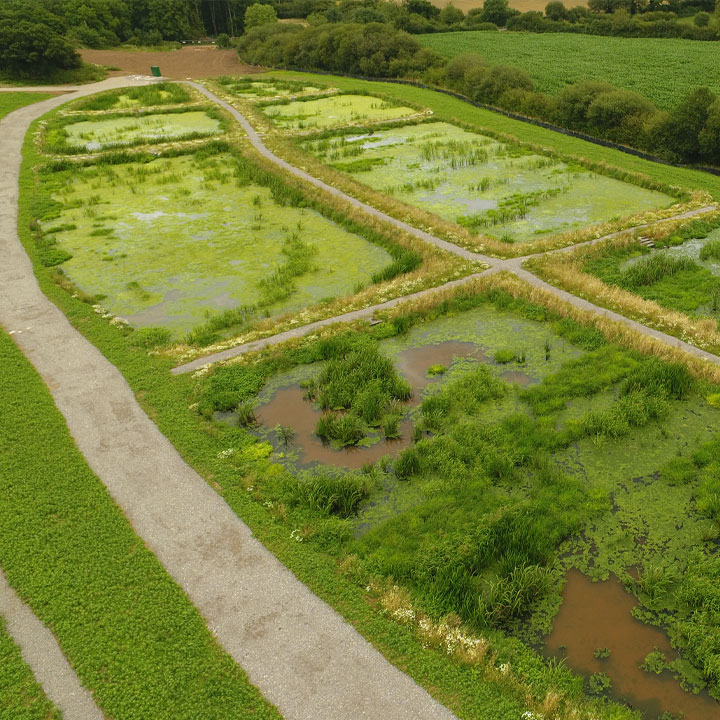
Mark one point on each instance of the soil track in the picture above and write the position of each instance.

==

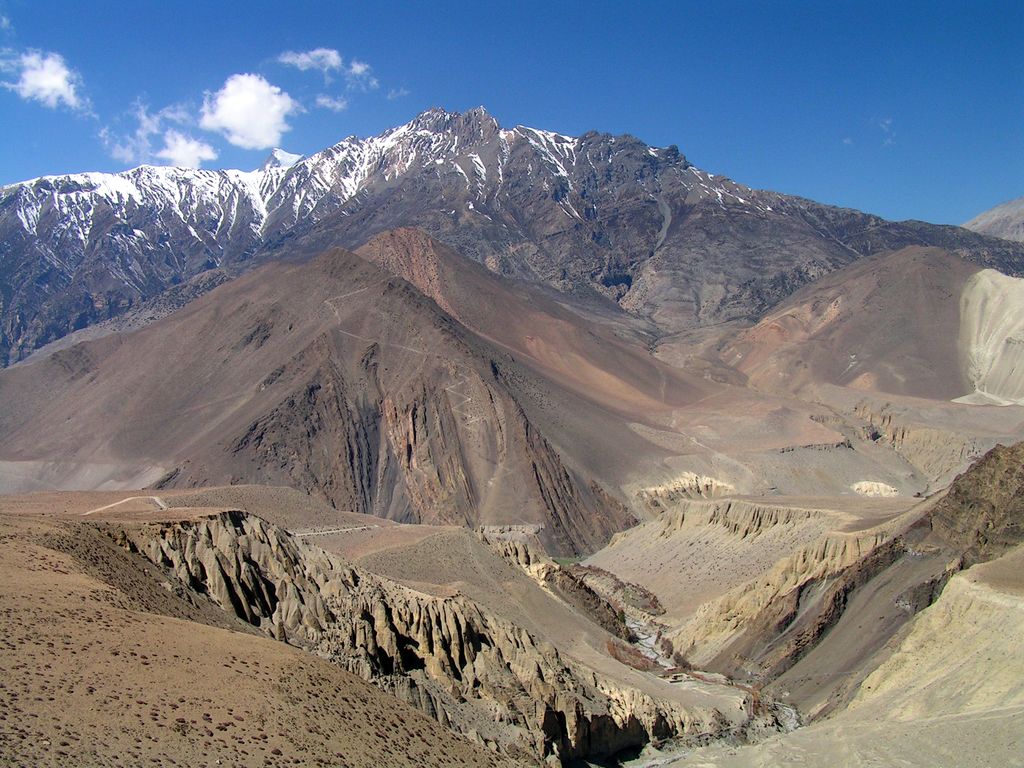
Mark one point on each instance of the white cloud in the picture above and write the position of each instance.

---

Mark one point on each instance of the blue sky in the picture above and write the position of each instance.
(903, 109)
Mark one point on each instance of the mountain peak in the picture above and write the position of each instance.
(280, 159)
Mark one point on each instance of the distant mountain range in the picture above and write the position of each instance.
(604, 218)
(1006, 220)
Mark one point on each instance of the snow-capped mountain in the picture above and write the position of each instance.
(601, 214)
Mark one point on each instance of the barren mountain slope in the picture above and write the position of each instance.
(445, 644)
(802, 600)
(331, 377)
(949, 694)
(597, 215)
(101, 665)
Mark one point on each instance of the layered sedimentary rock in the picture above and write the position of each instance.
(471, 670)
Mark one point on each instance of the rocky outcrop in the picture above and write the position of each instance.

- TASK STATEMENT
In the entries above, please find the line with "Mark one point on each instance of the layered" and the line with "Mark one point on each instance of the rocky", then write out exactly those two lines and every line between them, and nothing more.

- SOLUTION TO THIS PROBLEM
Mark one point on each instance of the layered sedimentary rock in the picture above and write the position of each instance.
(471, 670)
Mark one point on each instance of the rocky outcrop in the picture above and write the position of each instance.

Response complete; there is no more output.